Stated problem:
In the entries below, copy out word for word the lines between the one holding "Please trace the outline of every instance of the black" and the one holding "POLYGON ((204 418, 207", inclusive.

## Start

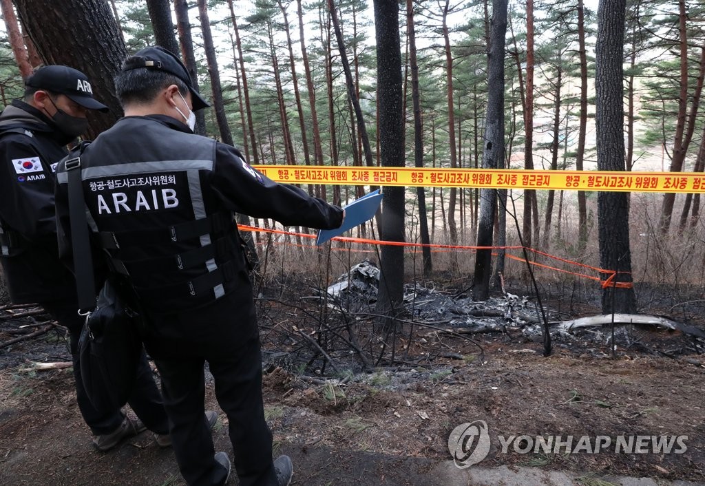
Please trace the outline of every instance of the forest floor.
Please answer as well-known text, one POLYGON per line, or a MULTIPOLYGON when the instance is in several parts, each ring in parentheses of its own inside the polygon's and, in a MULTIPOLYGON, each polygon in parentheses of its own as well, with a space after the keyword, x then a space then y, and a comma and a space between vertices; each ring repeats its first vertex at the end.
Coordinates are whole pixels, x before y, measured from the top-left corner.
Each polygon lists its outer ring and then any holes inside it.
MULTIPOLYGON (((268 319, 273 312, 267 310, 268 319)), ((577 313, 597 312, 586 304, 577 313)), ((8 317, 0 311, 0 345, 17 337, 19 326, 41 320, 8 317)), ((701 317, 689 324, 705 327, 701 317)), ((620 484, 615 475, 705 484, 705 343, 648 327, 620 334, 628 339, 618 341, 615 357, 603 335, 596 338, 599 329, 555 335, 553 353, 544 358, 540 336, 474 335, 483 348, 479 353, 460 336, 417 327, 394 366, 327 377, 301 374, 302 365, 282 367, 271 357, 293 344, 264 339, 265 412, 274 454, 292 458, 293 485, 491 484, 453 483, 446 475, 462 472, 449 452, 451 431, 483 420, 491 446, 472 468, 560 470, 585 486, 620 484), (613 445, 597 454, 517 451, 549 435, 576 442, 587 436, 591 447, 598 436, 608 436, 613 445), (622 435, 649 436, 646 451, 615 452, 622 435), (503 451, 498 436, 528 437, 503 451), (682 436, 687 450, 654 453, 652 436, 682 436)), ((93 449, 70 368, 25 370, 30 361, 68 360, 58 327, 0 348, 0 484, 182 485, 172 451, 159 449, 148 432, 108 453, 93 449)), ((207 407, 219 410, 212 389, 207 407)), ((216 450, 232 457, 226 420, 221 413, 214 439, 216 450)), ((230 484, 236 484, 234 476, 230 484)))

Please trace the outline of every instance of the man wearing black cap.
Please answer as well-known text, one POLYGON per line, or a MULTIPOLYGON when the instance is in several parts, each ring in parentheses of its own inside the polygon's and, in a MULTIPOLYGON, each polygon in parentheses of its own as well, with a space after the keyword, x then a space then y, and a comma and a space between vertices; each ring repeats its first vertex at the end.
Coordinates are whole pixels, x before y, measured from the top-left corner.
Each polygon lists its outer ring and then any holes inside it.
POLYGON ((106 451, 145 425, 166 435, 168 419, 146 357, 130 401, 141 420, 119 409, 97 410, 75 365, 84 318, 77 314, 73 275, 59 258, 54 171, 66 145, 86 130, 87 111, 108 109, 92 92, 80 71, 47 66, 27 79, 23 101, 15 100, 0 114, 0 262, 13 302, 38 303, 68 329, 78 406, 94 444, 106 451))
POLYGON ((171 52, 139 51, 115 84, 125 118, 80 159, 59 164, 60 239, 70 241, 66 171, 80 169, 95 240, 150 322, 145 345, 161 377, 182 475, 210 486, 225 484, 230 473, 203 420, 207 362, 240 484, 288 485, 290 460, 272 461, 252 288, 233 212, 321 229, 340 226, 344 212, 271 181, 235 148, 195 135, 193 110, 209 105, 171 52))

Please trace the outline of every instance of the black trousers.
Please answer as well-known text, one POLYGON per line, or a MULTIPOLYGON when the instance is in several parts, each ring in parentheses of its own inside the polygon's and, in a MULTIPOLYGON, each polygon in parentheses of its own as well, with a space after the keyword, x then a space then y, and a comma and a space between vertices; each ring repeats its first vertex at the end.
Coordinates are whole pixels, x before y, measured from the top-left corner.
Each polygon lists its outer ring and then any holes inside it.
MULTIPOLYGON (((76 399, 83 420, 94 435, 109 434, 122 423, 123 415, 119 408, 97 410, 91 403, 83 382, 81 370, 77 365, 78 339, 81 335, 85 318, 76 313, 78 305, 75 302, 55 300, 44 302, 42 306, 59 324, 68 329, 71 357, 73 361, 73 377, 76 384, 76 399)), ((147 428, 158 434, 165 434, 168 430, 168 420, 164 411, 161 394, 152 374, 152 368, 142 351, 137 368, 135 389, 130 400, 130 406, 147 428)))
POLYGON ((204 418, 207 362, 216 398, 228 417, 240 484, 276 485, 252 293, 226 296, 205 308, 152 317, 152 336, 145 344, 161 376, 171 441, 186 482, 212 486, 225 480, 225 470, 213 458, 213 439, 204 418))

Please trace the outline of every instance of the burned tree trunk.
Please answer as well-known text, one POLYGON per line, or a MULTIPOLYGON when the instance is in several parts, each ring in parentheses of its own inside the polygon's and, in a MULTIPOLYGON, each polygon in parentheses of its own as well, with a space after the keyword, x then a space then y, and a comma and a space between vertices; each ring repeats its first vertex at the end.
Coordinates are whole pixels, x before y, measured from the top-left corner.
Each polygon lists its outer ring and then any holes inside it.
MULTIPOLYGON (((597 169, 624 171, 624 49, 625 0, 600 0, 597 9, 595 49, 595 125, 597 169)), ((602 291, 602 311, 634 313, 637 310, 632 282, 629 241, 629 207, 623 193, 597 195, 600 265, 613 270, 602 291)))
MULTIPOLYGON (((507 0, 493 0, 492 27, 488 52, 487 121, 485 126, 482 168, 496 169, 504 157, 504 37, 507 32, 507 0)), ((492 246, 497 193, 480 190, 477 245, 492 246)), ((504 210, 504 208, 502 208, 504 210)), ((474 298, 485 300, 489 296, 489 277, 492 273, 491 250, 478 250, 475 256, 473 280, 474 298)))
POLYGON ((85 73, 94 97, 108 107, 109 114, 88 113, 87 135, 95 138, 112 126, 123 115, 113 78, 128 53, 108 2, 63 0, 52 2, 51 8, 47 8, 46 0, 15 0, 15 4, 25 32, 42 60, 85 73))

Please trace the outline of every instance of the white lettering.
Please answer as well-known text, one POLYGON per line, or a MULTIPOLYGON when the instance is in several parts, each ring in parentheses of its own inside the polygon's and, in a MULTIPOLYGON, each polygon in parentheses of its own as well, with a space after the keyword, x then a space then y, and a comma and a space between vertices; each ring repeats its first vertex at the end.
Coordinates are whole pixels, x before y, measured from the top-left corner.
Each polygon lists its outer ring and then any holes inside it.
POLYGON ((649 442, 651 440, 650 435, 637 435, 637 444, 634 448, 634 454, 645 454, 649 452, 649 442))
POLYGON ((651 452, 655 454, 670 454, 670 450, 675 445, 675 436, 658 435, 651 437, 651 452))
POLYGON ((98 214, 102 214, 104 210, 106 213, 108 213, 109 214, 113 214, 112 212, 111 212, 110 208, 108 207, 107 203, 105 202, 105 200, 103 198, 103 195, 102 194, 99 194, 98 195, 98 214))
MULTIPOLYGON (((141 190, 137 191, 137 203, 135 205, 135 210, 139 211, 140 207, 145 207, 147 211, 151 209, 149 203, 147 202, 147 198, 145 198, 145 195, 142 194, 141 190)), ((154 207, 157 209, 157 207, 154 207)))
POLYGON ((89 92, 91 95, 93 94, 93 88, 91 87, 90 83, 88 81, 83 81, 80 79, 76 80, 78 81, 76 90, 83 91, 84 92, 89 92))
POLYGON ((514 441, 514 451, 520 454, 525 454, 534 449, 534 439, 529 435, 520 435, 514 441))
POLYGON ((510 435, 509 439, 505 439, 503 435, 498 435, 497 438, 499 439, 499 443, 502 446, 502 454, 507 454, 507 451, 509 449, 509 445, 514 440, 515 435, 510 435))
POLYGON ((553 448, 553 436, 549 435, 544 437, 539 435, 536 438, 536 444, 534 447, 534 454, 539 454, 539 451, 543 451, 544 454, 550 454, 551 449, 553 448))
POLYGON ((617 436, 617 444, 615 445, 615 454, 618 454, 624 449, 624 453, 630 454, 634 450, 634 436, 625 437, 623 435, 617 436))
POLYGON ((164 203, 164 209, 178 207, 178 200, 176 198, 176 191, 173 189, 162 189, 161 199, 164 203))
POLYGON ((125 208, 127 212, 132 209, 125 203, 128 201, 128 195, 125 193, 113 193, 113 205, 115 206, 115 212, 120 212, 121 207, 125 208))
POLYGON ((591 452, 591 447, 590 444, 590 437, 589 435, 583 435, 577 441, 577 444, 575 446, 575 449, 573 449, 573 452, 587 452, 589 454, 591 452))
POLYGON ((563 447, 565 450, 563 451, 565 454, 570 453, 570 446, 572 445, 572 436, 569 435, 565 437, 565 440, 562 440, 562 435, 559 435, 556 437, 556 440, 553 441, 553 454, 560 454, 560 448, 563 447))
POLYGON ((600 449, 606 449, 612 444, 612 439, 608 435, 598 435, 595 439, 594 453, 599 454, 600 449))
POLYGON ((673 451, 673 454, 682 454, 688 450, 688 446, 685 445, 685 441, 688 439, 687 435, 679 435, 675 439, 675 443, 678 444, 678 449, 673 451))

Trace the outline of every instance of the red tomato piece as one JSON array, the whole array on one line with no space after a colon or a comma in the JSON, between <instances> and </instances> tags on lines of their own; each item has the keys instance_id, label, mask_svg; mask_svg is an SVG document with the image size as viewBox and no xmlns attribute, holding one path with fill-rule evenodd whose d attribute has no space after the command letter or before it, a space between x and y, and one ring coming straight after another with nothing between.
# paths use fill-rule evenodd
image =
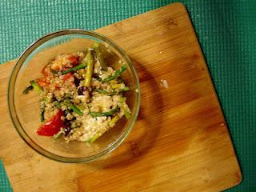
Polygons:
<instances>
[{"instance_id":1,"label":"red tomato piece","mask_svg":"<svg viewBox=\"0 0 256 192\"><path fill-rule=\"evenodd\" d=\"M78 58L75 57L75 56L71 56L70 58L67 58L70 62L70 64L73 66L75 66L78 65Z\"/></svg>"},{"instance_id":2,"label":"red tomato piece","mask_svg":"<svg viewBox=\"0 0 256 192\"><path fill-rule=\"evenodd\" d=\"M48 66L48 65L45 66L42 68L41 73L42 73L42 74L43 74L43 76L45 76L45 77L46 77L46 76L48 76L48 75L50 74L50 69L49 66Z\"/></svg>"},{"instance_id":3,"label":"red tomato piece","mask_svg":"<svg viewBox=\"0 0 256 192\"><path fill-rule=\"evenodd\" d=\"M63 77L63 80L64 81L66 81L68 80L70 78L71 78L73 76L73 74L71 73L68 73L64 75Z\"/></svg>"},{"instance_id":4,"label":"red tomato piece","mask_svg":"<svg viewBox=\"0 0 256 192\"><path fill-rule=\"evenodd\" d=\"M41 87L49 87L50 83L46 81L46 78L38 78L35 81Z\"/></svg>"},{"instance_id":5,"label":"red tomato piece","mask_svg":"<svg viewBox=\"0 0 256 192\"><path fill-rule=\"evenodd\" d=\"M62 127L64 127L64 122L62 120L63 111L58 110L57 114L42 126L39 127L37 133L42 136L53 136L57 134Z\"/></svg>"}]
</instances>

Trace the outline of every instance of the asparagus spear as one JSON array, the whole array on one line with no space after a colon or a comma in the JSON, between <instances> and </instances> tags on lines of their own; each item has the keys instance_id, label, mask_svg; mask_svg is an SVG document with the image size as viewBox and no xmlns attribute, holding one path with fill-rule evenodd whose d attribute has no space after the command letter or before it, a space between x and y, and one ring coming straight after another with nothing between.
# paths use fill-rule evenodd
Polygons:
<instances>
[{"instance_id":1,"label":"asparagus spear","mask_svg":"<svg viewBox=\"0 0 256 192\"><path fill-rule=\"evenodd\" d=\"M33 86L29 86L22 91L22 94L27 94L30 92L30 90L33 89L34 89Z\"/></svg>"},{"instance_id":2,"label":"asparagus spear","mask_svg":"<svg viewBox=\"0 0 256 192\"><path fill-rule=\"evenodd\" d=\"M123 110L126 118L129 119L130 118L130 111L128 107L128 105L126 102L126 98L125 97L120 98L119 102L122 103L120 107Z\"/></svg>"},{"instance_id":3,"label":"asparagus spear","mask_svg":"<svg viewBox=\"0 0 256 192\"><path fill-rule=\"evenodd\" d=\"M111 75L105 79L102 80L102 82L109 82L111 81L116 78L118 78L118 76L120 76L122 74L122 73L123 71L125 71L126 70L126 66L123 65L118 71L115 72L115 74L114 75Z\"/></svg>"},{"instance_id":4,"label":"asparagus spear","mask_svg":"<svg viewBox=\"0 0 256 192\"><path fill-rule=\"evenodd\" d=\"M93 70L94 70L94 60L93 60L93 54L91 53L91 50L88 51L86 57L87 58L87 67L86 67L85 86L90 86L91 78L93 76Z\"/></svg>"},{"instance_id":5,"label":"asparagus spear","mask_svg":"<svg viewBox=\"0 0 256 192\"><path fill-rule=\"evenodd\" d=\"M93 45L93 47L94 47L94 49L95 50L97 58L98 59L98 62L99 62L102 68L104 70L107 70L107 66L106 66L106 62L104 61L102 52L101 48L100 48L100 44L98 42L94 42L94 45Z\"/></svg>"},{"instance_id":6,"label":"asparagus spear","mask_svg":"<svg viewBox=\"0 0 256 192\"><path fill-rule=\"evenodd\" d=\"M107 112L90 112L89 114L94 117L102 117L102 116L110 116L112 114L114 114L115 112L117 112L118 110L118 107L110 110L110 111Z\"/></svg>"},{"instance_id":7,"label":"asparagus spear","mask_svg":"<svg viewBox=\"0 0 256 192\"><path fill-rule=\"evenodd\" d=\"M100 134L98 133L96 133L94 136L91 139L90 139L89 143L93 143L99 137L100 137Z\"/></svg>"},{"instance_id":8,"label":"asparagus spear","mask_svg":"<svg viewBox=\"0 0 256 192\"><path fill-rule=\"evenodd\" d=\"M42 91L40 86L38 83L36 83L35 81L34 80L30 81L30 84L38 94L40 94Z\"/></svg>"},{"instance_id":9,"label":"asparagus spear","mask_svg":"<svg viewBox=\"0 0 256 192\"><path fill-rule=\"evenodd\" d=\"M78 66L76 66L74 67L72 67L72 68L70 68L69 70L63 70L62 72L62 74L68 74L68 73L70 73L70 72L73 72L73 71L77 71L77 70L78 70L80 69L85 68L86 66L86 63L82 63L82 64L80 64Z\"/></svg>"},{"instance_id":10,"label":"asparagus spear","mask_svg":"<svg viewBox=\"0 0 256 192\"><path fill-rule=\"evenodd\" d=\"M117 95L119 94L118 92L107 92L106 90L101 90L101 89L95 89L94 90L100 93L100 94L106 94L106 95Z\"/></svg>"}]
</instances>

## End

Correct output:
Please trace the outline of every instance of the black trousers.
Please answer as well-known text, one POLYGON per line, or a MULTIPOLYGON when the instance is in several parts, each ring in parentheses of its own inside the polygon's and, in a MULTIPOLYGON, each polygon in parentheses of its own as well, with a space after the keyword, x then a space then y, and a comma and a space between vertices; each ring repeats its first vertex at the end.
Coordinates are whole pixels, x before y, measured from the top-left corner.
Each polygon lists its outer ring and then any holes inside it.
MULTIPOLYGON (((76 399, 83 420, 94 435, 109 434, 122 423, 123 415, 119 408, 97 410, 91 403, 83 382, 81 370, 77 365, 78 339, 81 335, 85 318, 76 313, 78 305, 75 302, 55 300, 44 302, 42 306, 59 324, 68 329, 71 357, 73 361, 73 377, 76 384, 76 399)), ((147 428, 158 434, 165 434, 168 430, 168 420, 164 411, 161 394, 152 374, 152 368, 142 351, 137 368, 135 389, 130 400, 130 406, 147 428)))
POLYGON ((204 418, 207 362, 216 398, 228 417, 240 484, 276 485, 252 293, 226 296, 205 308, 152 317, 152 336, 145 344, 161 376, 171 441, 186 482, 212 486, 225 480, 225 470, 213 458, 213 439, 204 418))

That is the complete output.